>>>>

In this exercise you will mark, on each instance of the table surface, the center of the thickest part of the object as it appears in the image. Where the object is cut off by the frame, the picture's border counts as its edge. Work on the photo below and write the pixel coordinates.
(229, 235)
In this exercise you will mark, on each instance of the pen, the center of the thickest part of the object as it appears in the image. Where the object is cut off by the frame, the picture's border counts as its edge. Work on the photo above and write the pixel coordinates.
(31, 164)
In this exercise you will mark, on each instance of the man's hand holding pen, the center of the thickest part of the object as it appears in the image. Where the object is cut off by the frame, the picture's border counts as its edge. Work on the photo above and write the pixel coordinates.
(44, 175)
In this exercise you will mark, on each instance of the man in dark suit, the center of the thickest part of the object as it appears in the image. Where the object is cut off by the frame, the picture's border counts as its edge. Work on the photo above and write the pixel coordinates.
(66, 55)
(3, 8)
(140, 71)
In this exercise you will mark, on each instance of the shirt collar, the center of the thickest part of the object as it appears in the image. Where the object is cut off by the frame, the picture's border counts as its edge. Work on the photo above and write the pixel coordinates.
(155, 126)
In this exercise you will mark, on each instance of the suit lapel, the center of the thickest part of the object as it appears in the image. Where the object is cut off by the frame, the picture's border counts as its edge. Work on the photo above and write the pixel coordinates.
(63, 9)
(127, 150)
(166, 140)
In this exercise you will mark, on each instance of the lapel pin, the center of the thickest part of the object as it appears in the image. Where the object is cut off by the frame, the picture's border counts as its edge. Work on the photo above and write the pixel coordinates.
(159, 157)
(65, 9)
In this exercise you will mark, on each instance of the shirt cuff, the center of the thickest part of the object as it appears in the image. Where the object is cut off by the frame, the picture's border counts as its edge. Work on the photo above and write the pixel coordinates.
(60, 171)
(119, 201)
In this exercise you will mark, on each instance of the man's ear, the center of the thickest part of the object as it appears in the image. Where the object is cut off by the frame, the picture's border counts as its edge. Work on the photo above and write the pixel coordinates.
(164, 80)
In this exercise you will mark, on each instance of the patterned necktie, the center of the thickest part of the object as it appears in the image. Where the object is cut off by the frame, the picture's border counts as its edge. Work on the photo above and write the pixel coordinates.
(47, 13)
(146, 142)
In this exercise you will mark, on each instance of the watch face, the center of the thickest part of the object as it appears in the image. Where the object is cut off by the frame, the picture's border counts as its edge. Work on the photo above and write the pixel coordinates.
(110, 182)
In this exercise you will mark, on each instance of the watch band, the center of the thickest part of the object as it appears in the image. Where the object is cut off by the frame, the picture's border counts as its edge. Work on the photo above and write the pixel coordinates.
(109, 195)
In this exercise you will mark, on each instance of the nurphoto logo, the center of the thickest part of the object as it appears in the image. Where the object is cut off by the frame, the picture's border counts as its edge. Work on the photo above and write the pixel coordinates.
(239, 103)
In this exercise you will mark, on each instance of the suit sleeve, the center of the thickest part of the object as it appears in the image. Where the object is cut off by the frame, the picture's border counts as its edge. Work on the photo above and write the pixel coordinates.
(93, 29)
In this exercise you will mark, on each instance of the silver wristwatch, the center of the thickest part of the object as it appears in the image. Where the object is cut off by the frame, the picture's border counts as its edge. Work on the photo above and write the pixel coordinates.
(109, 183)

<<<<

What this task involves:
Convert the lines from the one containing "of the silver" through the end of the entries, inclusive, into a JSON list of strings with one string per line and no blank lines.

Full answer:
[
  "In this exercise you will mark, on each instance of the silver wristwatch, the center of the thickest part of the object as it appears in the image. Where the object is cut off by the frame, the picture's border counts as its edge. Work on the photo above and write the pixel coordinates.",
  "(109, 183)"
]